**Task to complete**
Show the lines below where "instance" occurs.

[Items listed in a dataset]
---*---
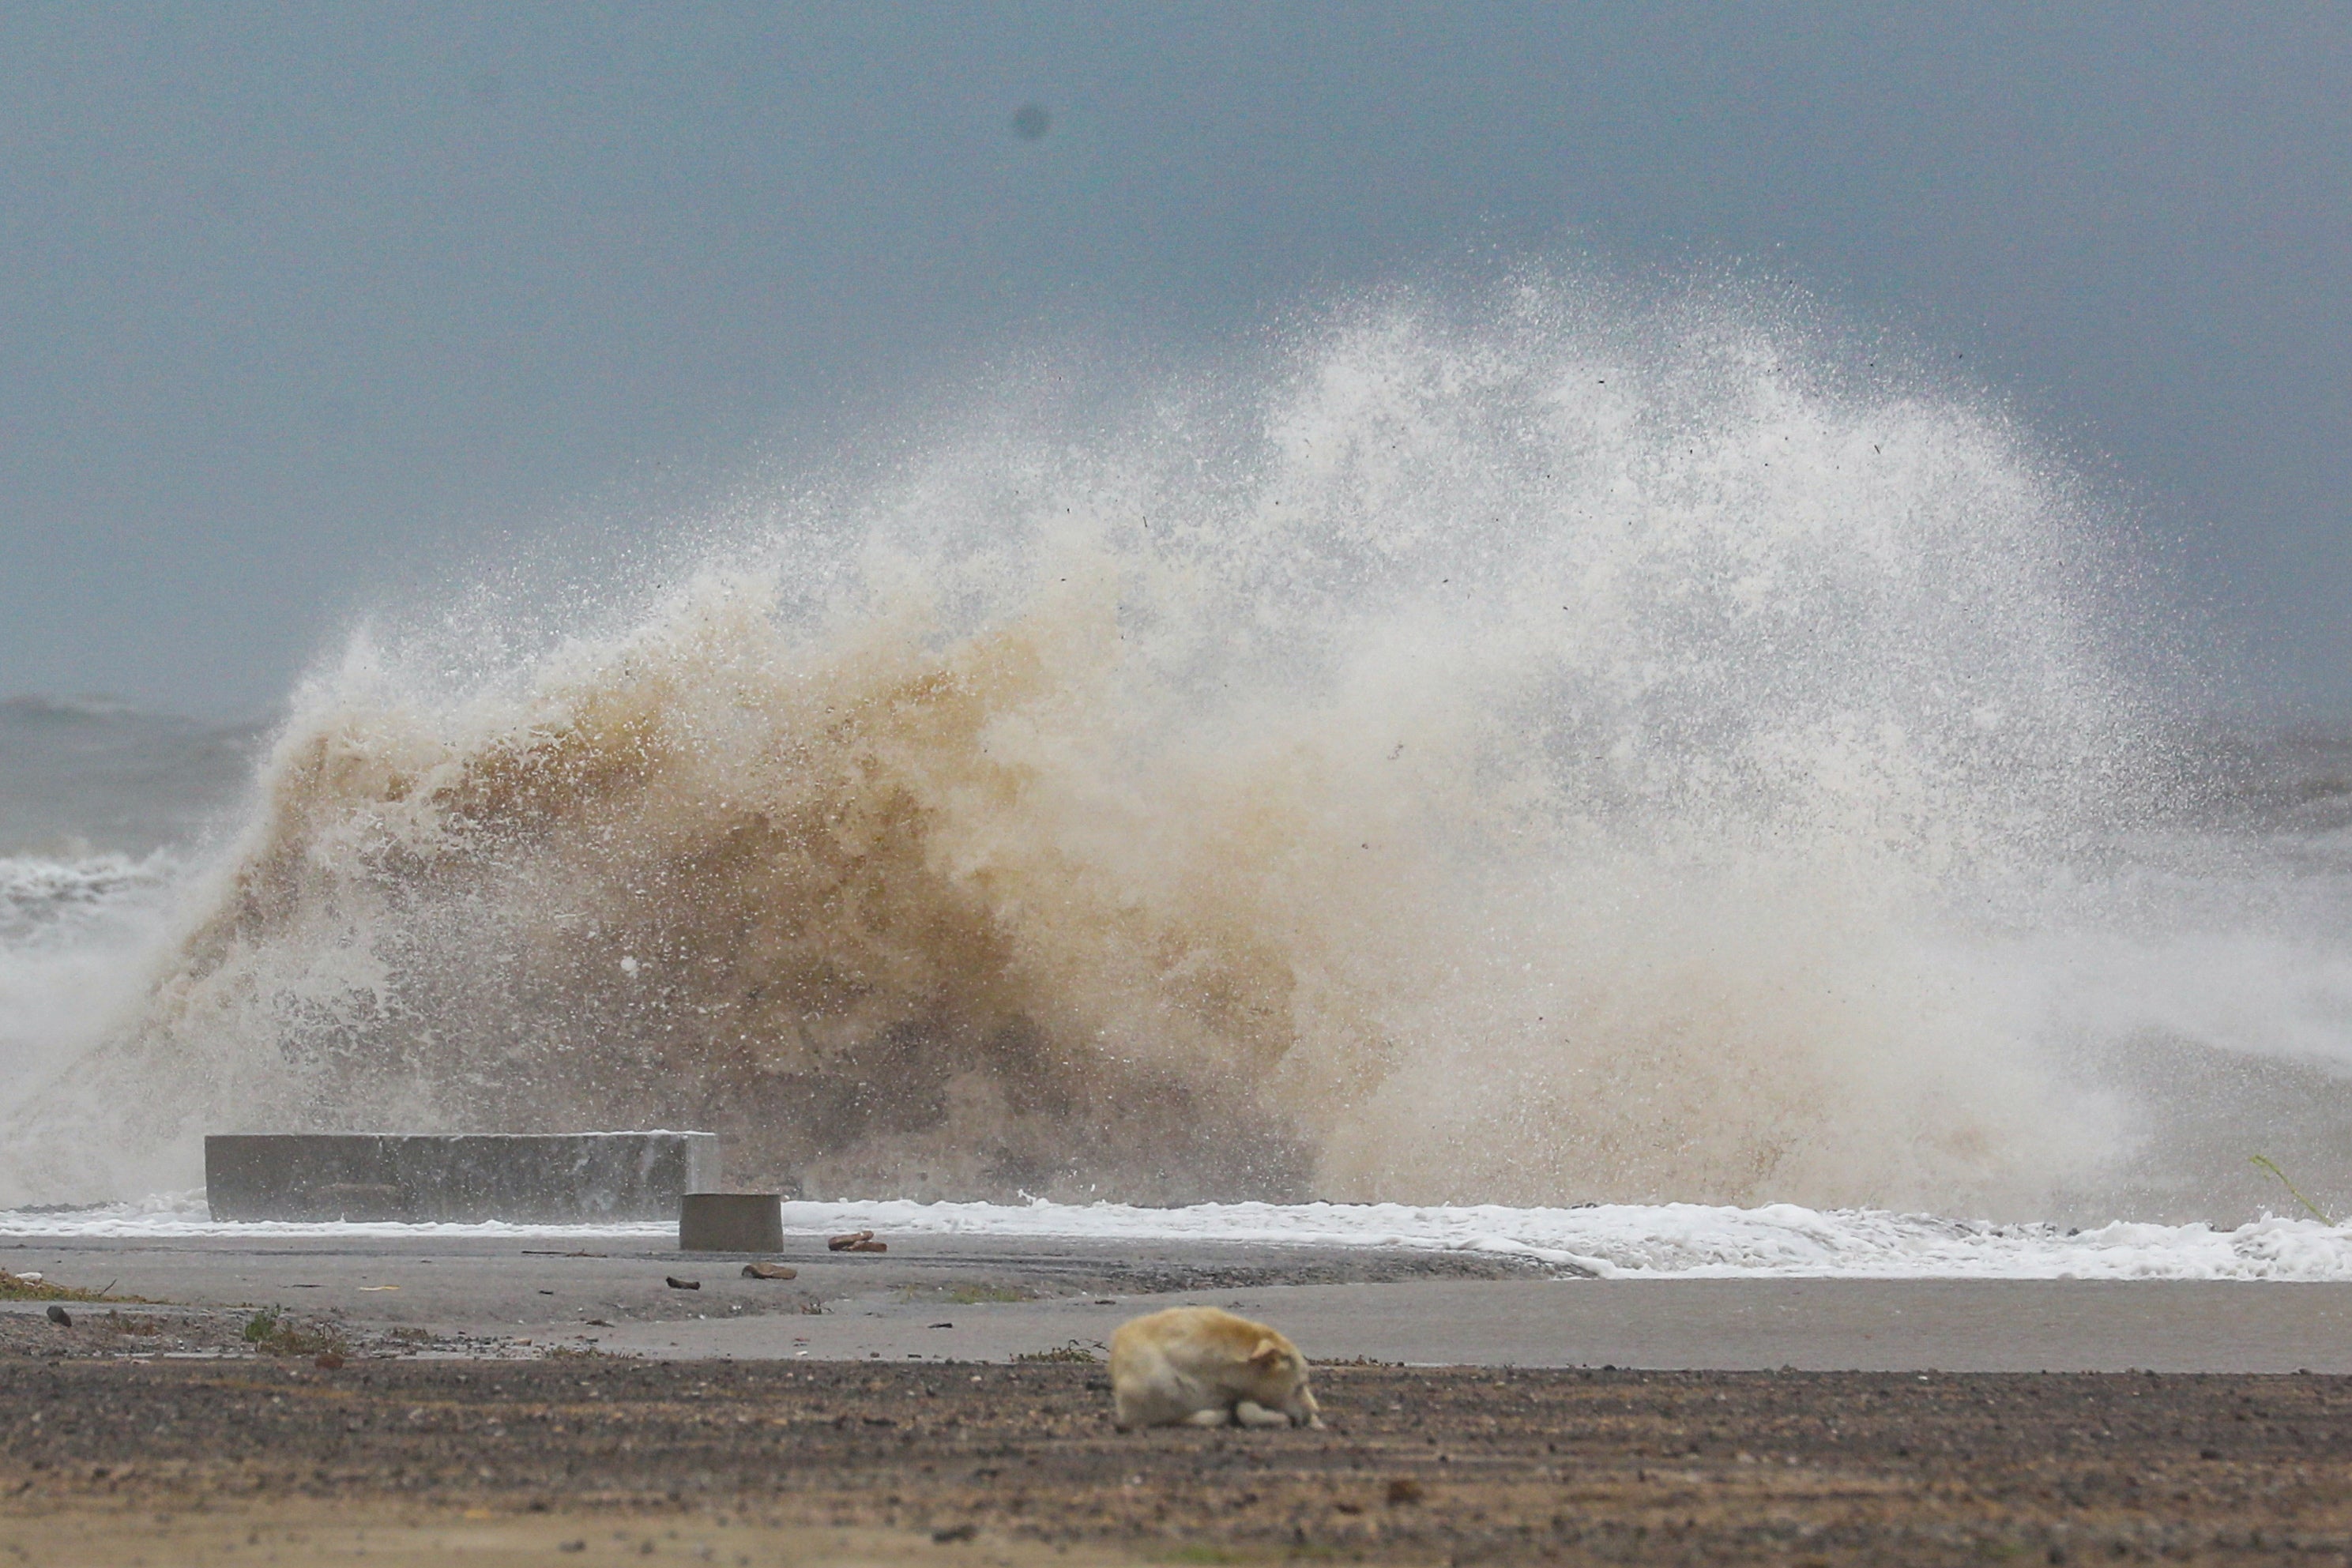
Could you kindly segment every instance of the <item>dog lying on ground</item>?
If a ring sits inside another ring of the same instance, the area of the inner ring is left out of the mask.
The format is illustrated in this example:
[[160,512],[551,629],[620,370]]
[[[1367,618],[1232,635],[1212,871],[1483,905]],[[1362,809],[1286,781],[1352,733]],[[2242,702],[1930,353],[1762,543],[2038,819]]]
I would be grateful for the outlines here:
[[1307,1358],[1264,1323],[1215,1307],[1171,1307],[1110,1336],[1118,1429],[1320,1427]]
---*---
**Exercise response**
Could you kindly segment every instance of the <item>dog lying on ground</item>?
If a ring sits inside another ring of the same instance, the area of the inner ring is left out of the mask.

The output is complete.